**STATED TASK**.
Rewrite the entries below as a JSON list of strings with one string per line, leaving out blank lines. Cover only the lines from the start of the entries through the line containing "108 L 12 109".

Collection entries
◆ ◆ ◆ ◆ ◆
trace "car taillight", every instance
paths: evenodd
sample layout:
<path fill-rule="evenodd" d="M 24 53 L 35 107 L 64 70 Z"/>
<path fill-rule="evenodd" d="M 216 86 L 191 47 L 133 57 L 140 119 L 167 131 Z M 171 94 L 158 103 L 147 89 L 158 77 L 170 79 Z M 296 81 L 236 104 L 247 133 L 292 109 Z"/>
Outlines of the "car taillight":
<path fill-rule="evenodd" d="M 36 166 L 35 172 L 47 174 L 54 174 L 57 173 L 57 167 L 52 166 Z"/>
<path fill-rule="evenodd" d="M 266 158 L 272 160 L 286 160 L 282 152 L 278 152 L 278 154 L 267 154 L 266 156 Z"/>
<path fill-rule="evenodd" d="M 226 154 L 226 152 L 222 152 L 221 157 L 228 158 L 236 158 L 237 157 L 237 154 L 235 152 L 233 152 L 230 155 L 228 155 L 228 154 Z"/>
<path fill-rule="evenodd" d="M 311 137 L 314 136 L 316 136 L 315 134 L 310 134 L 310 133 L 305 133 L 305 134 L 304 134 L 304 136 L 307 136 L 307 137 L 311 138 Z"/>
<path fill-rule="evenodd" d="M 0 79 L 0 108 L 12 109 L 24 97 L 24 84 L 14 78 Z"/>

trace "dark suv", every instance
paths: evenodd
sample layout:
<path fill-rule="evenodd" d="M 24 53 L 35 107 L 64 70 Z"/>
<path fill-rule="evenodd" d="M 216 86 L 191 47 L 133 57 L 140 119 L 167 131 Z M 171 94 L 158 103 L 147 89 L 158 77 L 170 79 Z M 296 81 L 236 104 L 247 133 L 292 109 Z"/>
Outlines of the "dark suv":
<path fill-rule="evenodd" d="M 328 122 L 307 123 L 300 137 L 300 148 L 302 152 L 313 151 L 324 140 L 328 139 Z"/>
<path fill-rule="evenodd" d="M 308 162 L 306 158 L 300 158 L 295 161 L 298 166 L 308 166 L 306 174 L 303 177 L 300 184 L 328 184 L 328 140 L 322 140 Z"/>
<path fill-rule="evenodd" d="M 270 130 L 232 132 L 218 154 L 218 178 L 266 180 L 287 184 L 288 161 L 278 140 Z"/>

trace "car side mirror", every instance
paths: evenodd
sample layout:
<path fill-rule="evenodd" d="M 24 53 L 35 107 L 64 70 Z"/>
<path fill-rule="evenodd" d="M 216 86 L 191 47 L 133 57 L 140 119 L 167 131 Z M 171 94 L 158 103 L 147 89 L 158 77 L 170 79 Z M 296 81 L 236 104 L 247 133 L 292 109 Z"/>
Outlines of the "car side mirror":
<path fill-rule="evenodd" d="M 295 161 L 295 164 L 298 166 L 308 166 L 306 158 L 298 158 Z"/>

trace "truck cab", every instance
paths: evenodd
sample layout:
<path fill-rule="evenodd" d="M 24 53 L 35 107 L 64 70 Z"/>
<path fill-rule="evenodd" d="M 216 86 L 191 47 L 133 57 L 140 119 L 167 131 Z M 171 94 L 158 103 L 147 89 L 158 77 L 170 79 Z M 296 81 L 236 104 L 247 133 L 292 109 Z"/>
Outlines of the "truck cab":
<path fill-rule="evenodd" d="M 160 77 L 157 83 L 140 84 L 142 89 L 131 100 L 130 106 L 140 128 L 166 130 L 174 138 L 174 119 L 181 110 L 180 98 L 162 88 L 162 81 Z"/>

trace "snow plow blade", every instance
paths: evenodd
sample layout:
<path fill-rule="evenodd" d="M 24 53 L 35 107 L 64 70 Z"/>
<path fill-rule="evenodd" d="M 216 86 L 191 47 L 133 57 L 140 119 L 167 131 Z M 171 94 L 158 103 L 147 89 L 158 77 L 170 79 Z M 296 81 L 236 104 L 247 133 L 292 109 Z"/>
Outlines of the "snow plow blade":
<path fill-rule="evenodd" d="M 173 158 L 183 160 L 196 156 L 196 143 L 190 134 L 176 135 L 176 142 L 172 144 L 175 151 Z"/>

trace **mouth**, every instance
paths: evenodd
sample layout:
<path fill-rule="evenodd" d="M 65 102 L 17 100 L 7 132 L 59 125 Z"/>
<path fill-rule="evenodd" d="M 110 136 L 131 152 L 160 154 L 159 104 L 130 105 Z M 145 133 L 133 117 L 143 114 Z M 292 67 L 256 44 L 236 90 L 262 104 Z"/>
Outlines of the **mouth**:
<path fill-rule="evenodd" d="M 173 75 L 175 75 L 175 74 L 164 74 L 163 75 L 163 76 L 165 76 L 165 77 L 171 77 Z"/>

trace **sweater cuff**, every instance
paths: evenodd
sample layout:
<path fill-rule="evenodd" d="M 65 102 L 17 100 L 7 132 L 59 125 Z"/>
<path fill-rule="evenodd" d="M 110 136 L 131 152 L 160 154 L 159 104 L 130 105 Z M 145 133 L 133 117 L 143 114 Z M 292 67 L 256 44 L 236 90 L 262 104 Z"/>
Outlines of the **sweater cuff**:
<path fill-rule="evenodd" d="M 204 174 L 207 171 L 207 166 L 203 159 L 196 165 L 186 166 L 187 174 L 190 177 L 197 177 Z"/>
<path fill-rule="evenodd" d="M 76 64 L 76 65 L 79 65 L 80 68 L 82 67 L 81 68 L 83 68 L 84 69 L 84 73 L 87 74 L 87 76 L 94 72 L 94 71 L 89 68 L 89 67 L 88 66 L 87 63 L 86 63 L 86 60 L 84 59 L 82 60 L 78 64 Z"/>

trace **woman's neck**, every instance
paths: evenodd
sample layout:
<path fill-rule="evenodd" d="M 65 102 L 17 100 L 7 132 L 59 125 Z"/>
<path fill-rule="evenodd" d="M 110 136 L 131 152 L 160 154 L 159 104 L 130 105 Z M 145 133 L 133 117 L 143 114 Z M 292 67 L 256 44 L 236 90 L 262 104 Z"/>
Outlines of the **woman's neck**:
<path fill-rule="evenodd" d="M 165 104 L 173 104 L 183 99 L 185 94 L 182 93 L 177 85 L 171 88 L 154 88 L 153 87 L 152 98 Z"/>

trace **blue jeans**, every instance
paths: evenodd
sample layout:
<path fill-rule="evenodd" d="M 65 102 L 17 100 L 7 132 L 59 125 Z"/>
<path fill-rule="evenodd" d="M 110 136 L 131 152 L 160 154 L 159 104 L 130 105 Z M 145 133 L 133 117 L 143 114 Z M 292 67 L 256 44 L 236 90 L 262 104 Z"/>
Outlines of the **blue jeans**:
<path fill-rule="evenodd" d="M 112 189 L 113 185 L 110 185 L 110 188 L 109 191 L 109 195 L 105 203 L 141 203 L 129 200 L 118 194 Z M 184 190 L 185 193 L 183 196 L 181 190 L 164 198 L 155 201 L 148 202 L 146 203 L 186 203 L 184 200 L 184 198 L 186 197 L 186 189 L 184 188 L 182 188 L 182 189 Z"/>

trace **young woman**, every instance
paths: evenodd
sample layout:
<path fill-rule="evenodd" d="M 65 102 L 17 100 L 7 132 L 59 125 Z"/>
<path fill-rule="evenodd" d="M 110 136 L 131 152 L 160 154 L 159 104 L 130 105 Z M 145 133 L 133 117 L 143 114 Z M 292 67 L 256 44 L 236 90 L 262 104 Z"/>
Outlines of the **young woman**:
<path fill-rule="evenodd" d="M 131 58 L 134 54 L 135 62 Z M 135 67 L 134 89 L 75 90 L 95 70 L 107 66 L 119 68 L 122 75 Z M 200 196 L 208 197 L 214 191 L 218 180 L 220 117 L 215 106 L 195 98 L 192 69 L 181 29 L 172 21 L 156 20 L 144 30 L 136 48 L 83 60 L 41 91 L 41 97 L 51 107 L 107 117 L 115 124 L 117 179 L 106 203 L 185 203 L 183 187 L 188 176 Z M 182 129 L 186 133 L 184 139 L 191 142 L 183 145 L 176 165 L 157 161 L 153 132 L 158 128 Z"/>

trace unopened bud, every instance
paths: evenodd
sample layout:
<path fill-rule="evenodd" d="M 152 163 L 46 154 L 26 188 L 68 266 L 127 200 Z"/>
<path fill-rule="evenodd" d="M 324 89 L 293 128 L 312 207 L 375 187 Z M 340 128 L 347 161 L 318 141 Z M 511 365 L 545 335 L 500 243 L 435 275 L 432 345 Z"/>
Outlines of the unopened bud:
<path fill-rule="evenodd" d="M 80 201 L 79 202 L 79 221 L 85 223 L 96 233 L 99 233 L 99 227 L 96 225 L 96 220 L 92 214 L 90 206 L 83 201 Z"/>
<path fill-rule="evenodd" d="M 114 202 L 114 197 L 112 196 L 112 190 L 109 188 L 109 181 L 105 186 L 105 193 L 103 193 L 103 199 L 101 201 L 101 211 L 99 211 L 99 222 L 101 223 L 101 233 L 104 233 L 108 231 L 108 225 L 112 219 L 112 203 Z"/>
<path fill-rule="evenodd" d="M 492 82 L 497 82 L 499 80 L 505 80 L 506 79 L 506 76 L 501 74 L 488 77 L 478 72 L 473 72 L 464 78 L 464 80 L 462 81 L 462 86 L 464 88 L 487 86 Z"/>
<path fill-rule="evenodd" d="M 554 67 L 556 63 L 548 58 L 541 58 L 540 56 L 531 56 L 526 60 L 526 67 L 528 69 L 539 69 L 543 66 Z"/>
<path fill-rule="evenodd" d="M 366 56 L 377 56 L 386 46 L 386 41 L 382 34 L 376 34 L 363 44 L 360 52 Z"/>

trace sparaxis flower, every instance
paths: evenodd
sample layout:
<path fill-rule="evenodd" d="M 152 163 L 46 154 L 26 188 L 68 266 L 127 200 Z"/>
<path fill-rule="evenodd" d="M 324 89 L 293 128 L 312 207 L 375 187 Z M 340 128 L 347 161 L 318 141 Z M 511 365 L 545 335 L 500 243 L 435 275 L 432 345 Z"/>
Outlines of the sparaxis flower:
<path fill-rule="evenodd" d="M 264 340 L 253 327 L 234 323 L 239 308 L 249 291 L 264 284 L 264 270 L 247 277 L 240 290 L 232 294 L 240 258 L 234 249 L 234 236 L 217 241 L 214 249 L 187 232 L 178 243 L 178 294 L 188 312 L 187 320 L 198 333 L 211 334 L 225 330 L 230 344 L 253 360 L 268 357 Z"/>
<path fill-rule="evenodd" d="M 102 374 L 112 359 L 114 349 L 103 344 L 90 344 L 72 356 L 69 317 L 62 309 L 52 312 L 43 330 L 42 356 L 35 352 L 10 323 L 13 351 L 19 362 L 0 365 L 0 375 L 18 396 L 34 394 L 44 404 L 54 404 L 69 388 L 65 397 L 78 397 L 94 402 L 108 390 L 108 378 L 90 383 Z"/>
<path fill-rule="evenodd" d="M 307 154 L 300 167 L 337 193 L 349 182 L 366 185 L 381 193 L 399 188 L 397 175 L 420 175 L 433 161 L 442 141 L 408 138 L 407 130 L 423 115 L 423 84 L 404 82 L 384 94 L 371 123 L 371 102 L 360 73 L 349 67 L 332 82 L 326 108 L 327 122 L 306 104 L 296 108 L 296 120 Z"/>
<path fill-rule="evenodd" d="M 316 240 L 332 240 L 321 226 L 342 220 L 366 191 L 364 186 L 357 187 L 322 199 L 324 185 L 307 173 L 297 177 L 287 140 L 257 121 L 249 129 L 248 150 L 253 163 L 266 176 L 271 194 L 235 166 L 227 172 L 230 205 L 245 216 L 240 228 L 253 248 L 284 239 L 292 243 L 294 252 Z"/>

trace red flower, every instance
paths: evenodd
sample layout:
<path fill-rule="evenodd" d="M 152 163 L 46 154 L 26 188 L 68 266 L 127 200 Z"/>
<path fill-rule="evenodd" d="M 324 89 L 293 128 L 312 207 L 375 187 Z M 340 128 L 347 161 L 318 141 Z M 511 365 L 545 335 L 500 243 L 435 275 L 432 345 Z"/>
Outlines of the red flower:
◆ ◆ ◆ ◆ ◆
**EXERCISE RESULT**.
[
  "trace \"car taillight\", every instance",
  "paths: evenodd",
  "sample layout:",
  "<path fill-rule=\"evenodd\" d=\"M 24 53 L 35 107 L 64 70 Z\"/>",
  "<path fill-rule=\"evenodd\" d=\"M 216 86 L 191 47 L 133 57 L 140 119 L 167 131 Z M 171 94 L 158 103 L 147 89 L 158 77 L 170 79 Z M 296 81 L 236 104 L 247 133 L 292 109 Z\"/>",
  "Outlines of the \"car taillight\":",
  "<path fill-rule=\"evenodd\" d=\"M 36 166 L 35 172 L 47 174 L 54 174 L 57 173 L 57 167 L 52 166 Z\"/>",
  "<path fill-rule=\"evenodd\" d=\"M 266 158 L 272 160 L 286 160 L 282 152 L 278 152 L 278 154 L 267 154 L 266 156 Z\"/>",
  "<path fill-rule=\"evenodd\" d=\"M 226 154 L 226 152 L 222 152 L 221 157 L 228 158 L 236 158 L 237 157 L 237 154 L 235 152 L 233 152 L 230 155 L 228 155 L 228 154 Z\"/>",
  "<path fill-rule=\"evenodd\" d=\"M 311 137 L 314 136 L 316 136 L 315 134 L 310 134 L 310 133 L 305 133 L 305 134 L 304 134 L 304 136 L 307 136 L 307 137 L 311 138 Z\"/>",
  "<path fill-rule=\"evenodd\" d=\"M 0 79 L 0 108 L 12 109 L 24 97 L 24 84 L 14 78 Z\"/>"
]